#### What to do
Return every line of the entries below that contains the word "raised", matching case exactly.

#### Records provided
-- BEGIN --

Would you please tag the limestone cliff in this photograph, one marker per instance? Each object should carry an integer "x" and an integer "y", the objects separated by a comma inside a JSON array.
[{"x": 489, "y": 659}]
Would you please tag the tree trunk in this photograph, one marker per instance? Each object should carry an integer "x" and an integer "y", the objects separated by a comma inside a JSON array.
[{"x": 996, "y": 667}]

-- END --
-- BEGIN --

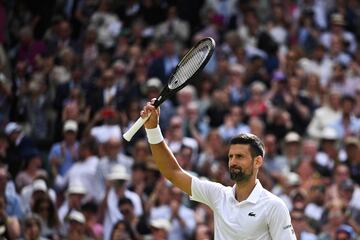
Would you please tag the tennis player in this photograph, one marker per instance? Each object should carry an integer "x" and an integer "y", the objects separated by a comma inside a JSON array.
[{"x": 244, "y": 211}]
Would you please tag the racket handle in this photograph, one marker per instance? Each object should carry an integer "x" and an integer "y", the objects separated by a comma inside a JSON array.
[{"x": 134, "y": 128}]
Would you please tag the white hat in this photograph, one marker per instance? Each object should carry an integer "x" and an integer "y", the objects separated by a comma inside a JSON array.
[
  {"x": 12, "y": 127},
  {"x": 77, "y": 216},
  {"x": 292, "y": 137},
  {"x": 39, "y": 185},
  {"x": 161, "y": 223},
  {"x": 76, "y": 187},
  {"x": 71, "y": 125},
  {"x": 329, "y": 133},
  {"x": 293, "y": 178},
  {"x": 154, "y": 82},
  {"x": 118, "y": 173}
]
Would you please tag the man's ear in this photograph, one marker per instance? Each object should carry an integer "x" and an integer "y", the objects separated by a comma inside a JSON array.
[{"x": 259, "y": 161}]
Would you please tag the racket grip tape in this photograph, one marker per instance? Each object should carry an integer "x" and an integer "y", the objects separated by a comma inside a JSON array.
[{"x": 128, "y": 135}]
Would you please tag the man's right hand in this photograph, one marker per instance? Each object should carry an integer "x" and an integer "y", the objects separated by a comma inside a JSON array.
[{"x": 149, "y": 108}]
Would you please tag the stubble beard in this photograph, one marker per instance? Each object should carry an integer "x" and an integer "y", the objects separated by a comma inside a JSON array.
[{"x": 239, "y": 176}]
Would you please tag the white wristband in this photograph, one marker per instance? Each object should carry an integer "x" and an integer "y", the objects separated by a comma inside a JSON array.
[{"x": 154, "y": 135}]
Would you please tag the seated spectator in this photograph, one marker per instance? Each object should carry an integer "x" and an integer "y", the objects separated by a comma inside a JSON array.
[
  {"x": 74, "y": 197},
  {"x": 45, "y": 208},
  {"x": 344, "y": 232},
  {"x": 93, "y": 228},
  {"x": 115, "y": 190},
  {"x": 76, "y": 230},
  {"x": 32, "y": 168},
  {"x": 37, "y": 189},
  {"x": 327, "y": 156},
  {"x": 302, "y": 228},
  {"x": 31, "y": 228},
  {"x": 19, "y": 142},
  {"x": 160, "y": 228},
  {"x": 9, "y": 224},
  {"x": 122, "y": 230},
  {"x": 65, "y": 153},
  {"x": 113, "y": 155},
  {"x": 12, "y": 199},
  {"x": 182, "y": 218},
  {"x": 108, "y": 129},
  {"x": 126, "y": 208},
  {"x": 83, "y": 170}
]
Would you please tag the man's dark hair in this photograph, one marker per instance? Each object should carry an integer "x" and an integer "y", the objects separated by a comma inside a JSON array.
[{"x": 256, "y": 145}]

-- END --
-- BEGIN --

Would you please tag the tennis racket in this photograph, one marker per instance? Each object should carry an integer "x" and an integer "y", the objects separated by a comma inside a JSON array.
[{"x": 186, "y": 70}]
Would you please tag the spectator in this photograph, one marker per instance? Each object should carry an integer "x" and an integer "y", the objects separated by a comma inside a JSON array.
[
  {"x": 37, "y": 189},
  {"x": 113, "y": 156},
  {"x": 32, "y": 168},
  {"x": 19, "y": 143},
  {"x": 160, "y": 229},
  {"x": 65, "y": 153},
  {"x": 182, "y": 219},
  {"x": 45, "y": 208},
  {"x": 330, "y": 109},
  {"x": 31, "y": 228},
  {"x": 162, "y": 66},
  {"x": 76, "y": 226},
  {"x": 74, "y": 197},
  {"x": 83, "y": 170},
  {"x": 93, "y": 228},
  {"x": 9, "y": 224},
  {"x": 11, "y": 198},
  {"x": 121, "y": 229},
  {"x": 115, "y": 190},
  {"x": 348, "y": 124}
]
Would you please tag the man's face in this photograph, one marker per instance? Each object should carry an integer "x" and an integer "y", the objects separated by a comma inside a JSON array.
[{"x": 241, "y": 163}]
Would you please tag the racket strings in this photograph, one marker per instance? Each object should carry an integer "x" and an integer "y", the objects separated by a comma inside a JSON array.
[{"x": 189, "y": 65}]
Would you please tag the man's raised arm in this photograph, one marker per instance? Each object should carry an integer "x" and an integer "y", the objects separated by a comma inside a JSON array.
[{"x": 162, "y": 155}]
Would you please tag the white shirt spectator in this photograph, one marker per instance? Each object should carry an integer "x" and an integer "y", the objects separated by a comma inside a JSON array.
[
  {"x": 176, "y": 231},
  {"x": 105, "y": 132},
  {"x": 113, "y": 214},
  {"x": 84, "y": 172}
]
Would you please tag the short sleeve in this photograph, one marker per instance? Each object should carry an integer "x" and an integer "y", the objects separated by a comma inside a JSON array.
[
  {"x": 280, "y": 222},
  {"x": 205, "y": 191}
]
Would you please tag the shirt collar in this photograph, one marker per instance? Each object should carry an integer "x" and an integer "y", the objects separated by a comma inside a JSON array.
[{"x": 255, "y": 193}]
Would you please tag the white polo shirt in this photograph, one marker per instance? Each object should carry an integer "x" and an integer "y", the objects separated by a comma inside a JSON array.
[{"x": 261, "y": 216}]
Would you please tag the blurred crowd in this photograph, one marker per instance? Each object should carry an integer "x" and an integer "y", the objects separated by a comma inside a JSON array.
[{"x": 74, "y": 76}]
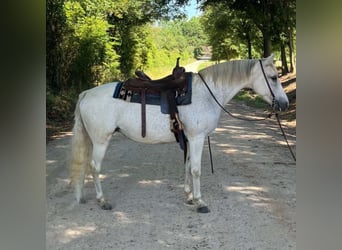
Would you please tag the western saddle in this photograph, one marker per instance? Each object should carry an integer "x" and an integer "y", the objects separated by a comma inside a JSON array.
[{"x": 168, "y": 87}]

-- END --

#### Solved exercise
Would you please tag the man's raised arm in this photograph, one marker per instance? Each object should carry an integer "x" and an integer "y", the objects separated by a comma inside a JSON array.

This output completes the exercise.